DATASET RECORDS —
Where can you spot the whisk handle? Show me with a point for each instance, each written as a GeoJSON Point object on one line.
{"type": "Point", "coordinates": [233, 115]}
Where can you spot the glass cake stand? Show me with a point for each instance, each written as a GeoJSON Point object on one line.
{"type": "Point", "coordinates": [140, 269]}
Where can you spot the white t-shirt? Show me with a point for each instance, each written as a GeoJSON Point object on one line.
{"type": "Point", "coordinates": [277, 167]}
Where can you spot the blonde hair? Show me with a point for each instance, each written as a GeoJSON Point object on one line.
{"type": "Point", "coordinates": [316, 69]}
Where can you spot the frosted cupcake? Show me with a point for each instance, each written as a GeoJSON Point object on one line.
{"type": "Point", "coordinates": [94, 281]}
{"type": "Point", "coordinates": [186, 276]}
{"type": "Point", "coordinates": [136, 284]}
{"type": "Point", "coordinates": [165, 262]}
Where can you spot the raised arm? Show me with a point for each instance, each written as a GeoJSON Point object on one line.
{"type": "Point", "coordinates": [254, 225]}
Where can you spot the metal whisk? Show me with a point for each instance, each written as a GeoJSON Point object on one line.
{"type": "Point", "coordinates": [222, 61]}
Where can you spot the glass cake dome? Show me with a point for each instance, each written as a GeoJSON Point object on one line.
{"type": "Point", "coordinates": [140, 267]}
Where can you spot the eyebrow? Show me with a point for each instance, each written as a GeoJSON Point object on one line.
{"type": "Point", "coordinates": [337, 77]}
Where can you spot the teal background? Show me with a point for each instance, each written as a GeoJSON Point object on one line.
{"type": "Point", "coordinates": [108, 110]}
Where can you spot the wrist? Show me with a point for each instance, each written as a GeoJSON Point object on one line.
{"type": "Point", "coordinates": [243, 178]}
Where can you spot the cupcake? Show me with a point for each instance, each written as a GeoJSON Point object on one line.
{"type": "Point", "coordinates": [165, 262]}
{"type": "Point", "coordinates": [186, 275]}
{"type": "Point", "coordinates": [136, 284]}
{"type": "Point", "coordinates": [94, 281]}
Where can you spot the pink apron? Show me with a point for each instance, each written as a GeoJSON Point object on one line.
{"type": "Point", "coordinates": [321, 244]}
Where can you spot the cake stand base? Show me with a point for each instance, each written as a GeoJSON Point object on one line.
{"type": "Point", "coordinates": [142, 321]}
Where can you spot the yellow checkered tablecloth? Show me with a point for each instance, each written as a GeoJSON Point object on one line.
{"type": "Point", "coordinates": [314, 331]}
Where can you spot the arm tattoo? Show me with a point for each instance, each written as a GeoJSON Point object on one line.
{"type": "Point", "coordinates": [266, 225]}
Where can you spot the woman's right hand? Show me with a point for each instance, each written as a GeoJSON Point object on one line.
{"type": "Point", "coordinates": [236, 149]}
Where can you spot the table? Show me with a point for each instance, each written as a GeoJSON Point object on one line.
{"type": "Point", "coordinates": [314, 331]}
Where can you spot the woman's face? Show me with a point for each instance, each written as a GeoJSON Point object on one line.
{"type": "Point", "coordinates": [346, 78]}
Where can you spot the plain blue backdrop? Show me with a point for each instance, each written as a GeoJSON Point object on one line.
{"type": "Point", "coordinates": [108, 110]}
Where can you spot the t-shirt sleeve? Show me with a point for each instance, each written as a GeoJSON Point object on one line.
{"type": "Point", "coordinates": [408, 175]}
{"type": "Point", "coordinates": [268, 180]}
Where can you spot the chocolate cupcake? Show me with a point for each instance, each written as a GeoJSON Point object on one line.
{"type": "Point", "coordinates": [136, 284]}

---

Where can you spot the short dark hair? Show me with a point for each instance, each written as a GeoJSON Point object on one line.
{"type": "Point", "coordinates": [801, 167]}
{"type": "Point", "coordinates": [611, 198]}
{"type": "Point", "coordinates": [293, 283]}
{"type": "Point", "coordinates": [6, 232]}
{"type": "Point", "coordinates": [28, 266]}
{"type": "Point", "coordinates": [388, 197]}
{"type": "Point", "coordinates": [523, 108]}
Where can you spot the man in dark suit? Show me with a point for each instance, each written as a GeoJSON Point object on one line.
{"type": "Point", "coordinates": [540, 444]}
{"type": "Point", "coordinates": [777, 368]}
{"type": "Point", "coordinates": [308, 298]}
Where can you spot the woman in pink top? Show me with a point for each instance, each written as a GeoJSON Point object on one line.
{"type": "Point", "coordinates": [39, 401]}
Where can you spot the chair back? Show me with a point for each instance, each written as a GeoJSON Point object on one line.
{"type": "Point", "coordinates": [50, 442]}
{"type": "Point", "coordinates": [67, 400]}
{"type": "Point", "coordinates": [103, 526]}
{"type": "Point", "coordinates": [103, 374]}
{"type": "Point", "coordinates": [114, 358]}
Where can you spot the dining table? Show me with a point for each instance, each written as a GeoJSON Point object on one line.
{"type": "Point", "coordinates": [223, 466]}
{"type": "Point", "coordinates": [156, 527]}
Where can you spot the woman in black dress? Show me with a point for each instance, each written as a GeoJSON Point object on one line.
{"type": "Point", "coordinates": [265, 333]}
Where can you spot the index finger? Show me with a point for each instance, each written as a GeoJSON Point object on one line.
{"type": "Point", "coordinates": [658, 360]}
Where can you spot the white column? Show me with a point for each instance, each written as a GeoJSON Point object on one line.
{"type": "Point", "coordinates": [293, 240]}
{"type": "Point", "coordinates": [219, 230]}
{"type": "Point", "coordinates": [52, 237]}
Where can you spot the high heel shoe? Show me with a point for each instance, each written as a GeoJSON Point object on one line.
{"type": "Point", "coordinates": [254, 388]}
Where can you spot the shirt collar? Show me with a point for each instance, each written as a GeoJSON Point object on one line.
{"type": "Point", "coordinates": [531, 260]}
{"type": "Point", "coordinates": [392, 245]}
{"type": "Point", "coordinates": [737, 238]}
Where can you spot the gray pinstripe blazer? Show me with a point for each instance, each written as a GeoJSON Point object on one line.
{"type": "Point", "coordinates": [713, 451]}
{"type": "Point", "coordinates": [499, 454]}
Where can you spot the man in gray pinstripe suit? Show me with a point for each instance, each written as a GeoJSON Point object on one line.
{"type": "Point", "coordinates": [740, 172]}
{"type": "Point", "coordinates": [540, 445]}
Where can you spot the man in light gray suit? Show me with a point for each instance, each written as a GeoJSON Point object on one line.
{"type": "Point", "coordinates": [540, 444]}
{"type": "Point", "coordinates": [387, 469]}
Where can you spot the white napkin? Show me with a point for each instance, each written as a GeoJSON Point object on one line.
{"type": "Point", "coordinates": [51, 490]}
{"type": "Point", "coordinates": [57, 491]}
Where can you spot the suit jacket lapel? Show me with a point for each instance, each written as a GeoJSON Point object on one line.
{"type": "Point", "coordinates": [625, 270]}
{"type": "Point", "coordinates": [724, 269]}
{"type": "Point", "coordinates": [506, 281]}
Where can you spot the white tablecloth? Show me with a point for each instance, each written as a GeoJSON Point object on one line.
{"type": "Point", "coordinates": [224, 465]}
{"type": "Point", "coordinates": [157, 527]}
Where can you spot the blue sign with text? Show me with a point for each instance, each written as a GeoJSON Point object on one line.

...

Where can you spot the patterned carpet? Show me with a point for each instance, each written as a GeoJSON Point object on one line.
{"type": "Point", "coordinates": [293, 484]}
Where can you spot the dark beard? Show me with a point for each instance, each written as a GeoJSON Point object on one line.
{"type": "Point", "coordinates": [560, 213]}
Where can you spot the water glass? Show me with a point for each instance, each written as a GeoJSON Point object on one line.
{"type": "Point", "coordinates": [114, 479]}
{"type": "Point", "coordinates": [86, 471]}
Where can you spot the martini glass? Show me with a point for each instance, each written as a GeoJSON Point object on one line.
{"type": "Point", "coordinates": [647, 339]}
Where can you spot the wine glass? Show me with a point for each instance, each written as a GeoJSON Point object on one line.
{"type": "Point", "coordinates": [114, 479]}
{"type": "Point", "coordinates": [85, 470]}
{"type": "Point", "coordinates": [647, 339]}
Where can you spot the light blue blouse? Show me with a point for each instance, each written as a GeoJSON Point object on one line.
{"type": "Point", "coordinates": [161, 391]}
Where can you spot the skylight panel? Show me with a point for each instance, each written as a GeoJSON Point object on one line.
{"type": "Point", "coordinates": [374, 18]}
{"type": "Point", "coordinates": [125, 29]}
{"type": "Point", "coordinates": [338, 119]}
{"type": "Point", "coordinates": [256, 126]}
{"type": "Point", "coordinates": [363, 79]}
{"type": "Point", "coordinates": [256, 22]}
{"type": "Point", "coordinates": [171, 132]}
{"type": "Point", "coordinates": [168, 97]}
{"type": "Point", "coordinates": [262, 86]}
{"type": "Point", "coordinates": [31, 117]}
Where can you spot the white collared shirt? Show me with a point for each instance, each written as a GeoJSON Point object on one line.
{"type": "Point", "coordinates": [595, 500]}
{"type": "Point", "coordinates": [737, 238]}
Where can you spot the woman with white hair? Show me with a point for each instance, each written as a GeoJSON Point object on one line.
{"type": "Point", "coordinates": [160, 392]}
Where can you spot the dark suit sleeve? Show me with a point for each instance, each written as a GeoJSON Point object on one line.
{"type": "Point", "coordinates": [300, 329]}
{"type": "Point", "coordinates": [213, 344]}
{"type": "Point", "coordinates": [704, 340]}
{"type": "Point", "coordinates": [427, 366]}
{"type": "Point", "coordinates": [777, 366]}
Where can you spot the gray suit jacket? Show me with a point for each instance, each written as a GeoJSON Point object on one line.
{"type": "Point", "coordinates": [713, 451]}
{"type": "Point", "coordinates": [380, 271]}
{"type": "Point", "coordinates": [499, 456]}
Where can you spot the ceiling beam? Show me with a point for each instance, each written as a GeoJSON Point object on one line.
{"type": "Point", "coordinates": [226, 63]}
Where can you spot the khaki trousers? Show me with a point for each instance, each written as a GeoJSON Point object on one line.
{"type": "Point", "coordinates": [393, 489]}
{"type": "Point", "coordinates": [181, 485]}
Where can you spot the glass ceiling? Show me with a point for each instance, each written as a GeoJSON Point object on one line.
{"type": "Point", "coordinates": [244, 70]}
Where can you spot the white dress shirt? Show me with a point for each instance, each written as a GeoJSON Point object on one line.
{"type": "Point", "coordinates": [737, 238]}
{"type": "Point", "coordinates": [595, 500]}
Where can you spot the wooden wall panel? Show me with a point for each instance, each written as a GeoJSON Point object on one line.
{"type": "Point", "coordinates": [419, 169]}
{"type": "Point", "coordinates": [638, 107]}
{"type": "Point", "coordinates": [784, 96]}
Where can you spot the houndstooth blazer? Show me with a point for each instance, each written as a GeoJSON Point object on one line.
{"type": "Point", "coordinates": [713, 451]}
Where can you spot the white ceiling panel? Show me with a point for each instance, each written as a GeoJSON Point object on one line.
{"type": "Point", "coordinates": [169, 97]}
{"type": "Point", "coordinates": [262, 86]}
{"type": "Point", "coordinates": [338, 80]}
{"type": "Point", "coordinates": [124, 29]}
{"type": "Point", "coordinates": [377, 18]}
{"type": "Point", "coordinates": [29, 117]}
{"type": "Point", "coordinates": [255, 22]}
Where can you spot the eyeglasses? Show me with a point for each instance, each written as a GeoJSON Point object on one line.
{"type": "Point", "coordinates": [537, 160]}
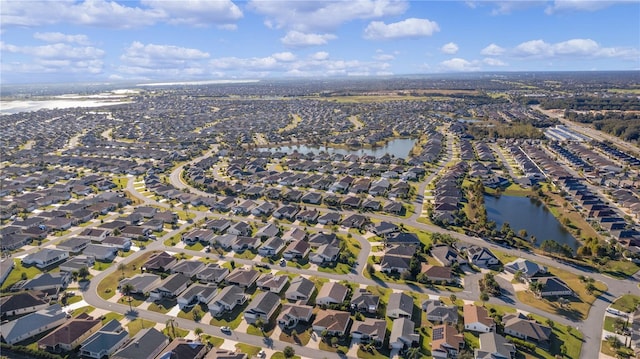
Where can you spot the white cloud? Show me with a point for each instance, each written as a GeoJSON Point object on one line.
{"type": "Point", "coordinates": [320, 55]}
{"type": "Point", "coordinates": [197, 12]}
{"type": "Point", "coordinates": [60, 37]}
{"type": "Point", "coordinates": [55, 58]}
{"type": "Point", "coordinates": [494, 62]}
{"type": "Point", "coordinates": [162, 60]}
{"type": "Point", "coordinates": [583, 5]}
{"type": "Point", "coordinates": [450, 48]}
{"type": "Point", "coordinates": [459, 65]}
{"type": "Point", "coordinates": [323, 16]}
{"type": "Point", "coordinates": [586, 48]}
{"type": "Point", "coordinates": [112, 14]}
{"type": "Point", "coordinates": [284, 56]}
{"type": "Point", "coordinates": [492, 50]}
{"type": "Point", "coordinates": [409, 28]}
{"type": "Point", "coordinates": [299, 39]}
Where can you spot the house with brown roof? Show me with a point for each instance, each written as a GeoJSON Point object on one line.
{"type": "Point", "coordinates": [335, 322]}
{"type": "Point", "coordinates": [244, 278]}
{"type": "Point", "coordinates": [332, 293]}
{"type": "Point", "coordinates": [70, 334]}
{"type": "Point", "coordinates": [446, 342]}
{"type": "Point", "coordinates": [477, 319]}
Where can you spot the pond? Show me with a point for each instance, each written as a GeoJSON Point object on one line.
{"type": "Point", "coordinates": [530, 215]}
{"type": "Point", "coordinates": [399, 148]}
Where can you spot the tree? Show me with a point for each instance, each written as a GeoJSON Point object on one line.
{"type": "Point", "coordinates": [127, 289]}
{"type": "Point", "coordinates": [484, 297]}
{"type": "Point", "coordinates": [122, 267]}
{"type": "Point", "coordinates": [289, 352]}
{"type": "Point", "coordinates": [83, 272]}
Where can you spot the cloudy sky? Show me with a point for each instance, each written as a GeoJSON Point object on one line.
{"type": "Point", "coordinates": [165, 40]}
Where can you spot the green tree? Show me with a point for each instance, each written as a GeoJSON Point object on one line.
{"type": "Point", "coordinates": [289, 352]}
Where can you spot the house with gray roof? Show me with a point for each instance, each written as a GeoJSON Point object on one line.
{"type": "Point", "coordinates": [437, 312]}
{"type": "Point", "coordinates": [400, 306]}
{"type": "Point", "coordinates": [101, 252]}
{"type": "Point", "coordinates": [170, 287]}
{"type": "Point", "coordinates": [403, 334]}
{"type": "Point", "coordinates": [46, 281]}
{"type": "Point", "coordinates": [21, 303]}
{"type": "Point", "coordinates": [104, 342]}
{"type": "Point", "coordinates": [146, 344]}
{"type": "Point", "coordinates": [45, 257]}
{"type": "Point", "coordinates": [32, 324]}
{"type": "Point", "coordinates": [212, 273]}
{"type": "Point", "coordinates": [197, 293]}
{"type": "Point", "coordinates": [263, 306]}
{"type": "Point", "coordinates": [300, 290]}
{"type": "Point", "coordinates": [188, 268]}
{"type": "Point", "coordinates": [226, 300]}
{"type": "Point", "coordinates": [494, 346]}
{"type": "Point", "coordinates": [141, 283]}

PROBLEM DETAILS — Locate each line in the items above that contains the word "dark", and copy every such line.

RESULT OF THIS TASK —
Where can you spot the short dark hair? Show me with a point for each instance, each written as a GeoJSON Point object on one line.
Where can you spot the man in dark suit? Show me with a point for each instance, each written as a GeoJSON Point object on one line.
Where can you spot the dark beard? Show me with a point for each instance, each written as a GeoJSON Point object on one line.
Where can you spot the dark suit sleeve? Show me with a point for each instance, each written as a GeoJSON Point object on one line.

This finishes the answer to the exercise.